*GIVEN INSTRUCTION:* Find each line below that contains the word "logo" and copy it out. Case counts when matching.

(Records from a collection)
::::
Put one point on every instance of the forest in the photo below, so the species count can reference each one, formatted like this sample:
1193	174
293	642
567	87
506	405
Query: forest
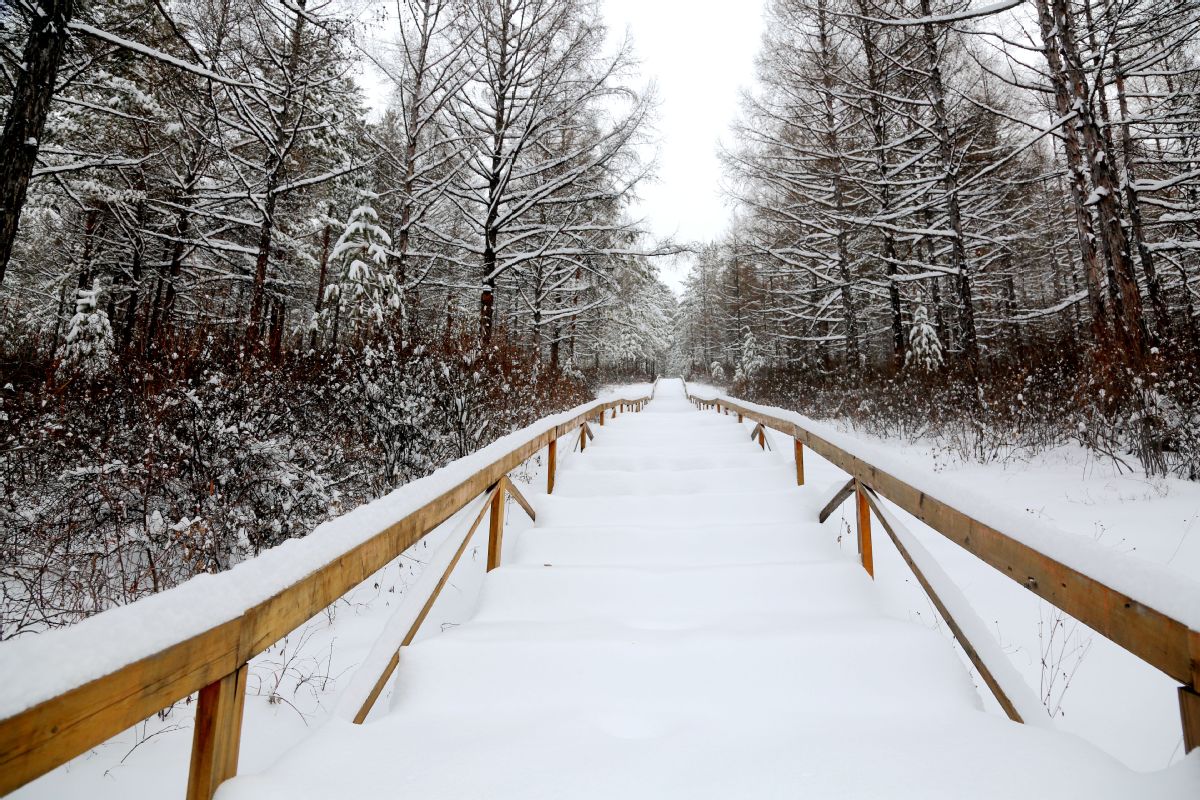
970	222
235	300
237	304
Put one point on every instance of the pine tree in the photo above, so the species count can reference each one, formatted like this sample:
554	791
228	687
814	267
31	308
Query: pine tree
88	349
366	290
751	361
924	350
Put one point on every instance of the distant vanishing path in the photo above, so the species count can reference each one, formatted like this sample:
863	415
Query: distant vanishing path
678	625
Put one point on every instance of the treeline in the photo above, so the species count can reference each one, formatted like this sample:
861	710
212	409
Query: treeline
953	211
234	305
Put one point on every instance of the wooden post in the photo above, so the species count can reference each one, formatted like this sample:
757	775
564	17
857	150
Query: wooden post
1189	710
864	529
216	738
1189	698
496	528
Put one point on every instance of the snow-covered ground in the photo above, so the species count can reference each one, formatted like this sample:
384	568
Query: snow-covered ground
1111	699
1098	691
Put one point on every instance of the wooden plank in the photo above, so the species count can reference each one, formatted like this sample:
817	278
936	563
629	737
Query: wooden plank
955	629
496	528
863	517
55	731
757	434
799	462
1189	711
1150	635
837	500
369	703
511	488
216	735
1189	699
::::
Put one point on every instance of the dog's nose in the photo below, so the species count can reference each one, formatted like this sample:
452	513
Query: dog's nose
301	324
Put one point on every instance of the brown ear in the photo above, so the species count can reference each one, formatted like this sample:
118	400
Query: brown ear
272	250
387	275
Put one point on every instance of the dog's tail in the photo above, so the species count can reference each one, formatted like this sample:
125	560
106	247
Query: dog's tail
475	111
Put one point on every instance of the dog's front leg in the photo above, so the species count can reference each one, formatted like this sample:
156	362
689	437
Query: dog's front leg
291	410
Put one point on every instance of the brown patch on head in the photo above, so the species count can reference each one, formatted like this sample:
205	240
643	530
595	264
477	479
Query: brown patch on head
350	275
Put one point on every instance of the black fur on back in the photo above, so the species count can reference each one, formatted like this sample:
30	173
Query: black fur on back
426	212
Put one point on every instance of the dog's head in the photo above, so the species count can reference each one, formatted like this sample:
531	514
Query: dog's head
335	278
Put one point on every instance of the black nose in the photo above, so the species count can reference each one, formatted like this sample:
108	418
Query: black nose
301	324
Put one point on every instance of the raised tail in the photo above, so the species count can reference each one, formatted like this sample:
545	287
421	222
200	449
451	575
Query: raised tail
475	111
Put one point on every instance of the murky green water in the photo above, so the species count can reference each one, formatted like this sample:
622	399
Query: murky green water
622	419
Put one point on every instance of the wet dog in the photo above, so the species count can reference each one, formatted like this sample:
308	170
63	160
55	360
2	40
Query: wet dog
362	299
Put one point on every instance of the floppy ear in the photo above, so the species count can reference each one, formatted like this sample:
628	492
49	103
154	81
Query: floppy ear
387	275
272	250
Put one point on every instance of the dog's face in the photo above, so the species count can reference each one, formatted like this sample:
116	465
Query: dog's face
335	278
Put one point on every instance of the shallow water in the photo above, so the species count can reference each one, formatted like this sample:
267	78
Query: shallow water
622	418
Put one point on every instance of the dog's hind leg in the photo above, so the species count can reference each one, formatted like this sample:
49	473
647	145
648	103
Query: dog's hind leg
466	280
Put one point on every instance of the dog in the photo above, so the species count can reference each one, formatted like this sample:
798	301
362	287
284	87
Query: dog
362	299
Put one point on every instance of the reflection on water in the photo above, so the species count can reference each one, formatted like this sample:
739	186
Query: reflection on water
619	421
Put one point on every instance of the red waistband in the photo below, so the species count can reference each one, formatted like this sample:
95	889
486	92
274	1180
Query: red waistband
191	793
::::
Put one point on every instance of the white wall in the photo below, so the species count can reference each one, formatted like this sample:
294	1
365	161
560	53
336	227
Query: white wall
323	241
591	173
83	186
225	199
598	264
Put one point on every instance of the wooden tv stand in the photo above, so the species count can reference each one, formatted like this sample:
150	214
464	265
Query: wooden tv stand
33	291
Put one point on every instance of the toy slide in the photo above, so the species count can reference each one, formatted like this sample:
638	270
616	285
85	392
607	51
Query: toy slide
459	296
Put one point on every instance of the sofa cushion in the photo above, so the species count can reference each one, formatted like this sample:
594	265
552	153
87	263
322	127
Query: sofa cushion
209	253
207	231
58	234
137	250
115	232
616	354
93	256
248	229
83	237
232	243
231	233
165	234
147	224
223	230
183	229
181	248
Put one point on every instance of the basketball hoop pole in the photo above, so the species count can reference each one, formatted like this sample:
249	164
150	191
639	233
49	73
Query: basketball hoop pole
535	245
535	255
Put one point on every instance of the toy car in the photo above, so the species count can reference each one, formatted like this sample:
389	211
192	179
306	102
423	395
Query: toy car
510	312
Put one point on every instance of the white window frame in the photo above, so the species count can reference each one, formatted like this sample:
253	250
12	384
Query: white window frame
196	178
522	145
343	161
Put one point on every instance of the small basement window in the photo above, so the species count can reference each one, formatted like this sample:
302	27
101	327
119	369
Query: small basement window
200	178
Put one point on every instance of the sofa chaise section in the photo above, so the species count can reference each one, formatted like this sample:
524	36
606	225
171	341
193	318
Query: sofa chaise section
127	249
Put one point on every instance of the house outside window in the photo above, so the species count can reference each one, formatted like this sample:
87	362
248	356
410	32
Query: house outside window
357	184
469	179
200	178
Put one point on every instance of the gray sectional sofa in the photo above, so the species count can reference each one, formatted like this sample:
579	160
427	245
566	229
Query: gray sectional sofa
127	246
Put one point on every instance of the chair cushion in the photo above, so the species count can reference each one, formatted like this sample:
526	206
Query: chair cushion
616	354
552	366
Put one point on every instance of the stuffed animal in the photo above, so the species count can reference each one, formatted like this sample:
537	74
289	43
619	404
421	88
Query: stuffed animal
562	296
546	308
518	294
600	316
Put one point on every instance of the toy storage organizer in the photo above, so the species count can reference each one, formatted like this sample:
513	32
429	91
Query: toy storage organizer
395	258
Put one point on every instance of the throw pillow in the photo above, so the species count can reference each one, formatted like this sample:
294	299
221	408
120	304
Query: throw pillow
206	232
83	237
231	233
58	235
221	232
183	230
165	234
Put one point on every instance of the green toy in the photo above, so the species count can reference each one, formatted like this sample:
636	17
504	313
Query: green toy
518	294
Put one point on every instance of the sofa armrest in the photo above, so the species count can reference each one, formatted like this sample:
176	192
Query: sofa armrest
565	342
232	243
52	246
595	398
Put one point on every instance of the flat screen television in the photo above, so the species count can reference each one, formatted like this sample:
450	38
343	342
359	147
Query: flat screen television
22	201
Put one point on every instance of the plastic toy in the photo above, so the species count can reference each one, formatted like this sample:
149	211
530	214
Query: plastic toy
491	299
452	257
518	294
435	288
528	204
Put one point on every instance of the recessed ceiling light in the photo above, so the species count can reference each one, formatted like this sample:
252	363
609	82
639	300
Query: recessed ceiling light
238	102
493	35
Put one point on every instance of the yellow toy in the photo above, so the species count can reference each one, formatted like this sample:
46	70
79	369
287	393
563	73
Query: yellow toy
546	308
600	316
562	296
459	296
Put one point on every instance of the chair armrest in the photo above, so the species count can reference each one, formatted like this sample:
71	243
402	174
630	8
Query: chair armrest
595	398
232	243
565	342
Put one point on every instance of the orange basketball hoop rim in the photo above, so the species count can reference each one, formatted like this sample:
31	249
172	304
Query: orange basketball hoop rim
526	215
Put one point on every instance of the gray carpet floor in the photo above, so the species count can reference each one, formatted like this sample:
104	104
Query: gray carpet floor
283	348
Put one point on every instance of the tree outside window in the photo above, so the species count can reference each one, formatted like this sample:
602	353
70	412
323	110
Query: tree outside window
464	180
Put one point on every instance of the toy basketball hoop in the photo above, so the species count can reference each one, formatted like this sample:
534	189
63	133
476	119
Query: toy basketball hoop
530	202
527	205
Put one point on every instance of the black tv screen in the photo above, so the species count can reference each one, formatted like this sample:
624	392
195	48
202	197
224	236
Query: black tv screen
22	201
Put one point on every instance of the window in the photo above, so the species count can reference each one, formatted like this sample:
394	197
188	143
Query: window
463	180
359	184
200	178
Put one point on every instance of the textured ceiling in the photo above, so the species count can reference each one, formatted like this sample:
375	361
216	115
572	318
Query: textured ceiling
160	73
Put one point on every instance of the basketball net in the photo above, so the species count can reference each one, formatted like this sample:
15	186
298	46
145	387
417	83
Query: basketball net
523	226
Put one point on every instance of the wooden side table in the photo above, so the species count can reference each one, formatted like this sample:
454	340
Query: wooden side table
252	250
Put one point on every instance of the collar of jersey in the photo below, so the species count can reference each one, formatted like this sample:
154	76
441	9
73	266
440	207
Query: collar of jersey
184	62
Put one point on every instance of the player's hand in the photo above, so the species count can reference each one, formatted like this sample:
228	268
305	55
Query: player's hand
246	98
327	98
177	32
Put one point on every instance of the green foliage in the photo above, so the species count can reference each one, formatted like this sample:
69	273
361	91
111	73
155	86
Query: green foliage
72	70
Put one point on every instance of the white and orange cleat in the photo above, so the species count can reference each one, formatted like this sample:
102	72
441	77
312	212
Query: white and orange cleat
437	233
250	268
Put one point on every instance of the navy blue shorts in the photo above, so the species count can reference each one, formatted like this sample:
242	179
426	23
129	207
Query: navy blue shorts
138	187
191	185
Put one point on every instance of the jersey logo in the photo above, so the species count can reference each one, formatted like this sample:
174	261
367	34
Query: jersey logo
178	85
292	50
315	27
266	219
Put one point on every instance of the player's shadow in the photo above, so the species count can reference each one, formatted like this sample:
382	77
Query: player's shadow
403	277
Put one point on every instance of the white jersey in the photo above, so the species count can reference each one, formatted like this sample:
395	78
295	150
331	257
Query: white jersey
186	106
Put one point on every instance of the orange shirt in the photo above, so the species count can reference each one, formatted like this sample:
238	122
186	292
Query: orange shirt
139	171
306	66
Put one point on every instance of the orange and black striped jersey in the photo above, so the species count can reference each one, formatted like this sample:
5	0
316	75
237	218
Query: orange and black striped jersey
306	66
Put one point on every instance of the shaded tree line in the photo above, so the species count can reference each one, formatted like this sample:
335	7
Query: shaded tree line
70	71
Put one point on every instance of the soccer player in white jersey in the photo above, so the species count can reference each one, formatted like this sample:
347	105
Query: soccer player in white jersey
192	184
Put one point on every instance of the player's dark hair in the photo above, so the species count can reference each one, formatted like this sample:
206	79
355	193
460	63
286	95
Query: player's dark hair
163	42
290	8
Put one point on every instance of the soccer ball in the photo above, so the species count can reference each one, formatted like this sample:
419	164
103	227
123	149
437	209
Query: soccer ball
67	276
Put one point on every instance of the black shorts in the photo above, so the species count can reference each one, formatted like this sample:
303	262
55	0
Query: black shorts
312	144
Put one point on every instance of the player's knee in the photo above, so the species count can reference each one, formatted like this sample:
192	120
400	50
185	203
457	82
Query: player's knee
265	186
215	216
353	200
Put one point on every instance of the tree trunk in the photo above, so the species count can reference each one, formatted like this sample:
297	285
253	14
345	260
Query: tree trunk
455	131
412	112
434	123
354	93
::::
*SOLUTION TO THIS PROBLEM:*
Put one point on every instance of the jersey logo in the photo above, so the species count can reference each one, formatted like this sample:
Query: jersey logo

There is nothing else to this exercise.